» **WORK ORDER**: Continue the passage on data science model evaluation below, starting right after its final sentence.
---- SOURCE PASSAGE
Welcome to Data Science Methodology 101 From Modeling to Evaluation - Evaluation!

A model evaluation goes hand-in-hand with model building as such, the modeling and

evaluation stages are done iteratively.

Model evaluation is performed during model development and before the model is deployed.

Evaluation allows the quality of the model to be assessed but it's also an opportunity

to see if it meets the initial request.

Evaluation answers the question: Does the model used really answer the initial question

or does it need to be adjusted?

Model evaluation can have two main phases.

The first is the diagnostic measures phase, which is used to ensure the model is working

as intended.

If the model is a predictive model, a decision tree can be used to evaluate if the answer

the model can output, is aligned to the initial design.

It can be used to see where there are areas that require adjustments.

If the model is a descriptive model, one in which relationships are being assessed, then

a testing set with known outcomes can be applied, and the model can be refined as needed.

The second phase of evaluation that may be used is statistical significance testing.

This type of evaluation can be applied to the model to ensure that the data is being

properly handled and interpreted within the model.

This is designed to avoid unnecessary second guessing when the answer is revealed.

So now, let's go back to our case study so that we can apply the "Evaluation" component

within the data science methodology.

Let's look at one way to find the optimal model through a diagnostic measure based on

tuning one of the parameters in model building.

Specifically we'll see how to tune the relative cost of misclassifying yes and no outcomes.

As shown in this table, four models were built with four different relative misclassification

costs.

As we see, each value of this model-building parameter increases the true-positive rate,

or sensitivity, of the accuracy in predicting yes, at the expense of lower accuracy in predicting

no, that is, an increasing false-positive rate.

The question then becomes, which model is best based on tuning this parameter?
--------
---- EXTRACTED RECORDS
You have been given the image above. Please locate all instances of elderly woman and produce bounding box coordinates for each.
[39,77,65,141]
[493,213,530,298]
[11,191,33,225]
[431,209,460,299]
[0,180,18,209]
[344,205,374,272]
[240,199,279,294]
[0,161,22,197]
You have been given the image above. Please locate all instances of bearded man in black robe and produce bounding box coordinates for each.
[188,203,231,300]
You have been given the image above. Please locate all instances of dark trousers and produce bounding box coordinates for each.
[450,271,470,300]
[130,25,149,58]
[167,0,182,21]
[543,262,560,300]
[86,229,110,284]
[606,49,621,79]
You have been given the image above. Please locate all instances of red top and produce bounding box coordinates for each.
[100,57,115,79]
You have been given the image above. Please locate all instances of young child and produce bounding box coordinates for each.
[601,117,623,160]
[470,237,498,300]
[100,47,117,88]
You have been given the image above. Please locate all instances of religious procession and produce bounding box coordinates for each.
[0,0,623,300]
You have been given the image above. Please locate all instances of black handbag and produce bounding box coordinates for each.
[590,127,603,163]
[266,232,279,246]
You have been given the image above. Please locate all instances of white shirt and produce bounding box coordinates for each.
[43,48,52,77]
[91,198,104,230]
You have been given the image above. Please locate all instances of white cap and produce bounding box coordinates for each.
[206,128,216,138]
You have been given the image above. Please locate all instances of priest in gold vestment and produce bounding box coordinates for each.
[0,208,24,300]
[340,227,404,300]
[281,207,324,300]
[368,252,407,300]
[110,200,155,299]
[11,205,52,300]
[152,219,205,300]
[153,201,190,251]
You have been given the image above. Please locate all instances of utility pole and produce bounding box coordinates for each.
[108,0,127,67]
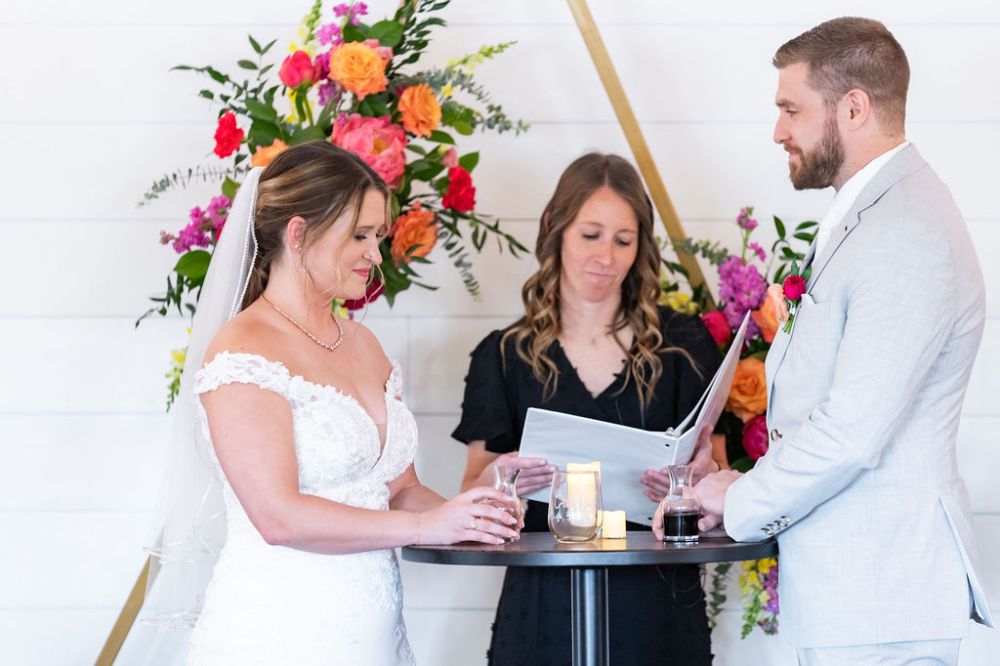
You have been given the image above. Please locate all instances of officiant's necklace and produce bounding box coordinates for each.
[260,294,344,351]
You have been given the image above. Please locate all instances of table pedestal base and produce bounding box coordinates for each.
[570,567,611,666]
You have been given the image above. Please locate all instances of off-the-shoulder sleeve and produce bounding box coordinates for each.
[451,331,517,453]
[194,352,291,398]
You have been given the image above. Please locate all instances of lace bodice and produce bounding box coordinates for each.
[188,352,417,666]
[194,352,417,509]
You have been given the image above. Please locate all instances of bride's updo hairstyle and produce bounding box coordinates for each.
[243,141,392,308]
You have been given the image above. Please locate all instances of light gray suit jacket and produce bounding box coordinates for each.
[724,145,993,647]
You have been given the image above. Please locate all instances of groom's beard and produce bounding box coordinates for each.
[785,113,844,190]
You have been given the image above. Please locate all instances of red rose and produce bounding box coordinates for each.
[743,414,767,461]
[215,111,243,157]
[441,167,476,213]
[278,51,316,88]
[701,310,733,347]
[344,279,385,312]
[782,275,806,303]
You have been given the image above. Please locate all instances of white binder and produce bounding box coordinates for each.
[520,313,750,525]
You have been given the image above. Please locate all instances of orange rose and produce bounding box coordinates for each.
[399,83,441,136]
[726,358,767,423]
[251,139,288,166]
[330,42,389,99]
[391,201,437,263]
[750,301,778,344]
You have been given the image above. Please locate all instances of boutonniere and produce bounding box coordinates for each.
[781,261,812,333]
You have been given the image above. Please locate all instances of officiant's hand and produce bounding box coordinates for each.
[486,451,556,497]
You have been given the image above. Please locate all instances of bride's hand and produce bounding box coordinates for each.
[417,486,517,545]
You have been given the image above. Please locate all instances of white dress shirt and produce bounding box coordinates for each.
[813,141,910,257]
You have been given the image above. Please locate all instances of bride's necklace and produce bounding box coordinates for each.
[260,294,344,351]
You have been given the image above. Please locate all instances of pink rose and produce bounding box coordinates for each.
[782,275,806,303]
[278,51,316,88]
[701,310,733,347]
[743,414,767,461]
[330,113,406,187]
[441,166,476,213]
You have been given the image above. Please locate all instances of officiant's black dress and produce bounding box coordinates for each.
--------
» **RESPONSE**:
For budgetary reasons, the risk-reducing intervention could not be applied to most or all congestive

heart failure patients, many of whom would not have been readmitted anyway.

On the other hand, the intervention would not be as effective in improving patient care

as it should be, with not enough high-risk congestive heart failure patients targeted.

So, how do we determine which model was optimal?

As you can see on this slide, the optimal model is the one giving the maximum separation

between the blue ROC curve relative to the red base line.

We can see that model 3, with a relative misclassification cost of 4-to-1, is the best of the 4 models.

And just in case you were wondering, ROC stands for receiver operating characteristic curve,

which was first developed during World War II to detect enemy aircraft on radar.

It has since been used in many other fields as well.

Today it is commonly used in machine learning and data mining.

The ROC curve is a useful diagnostic tool in determining the optimal classification

model.

This curve quantifies how well a binary classification model performs, declassifying the yes and

no outcomes when some discrimination criterion is varied.

In this case, the criterion is a relative misclassification cost.

By plotting the true-positive rate against the false-positive rate for different values

of the relative misclassification cost, the ROC curve helped in selecting the optimal

model.

This ends the Evaluation section of this course.

Thanks for watching!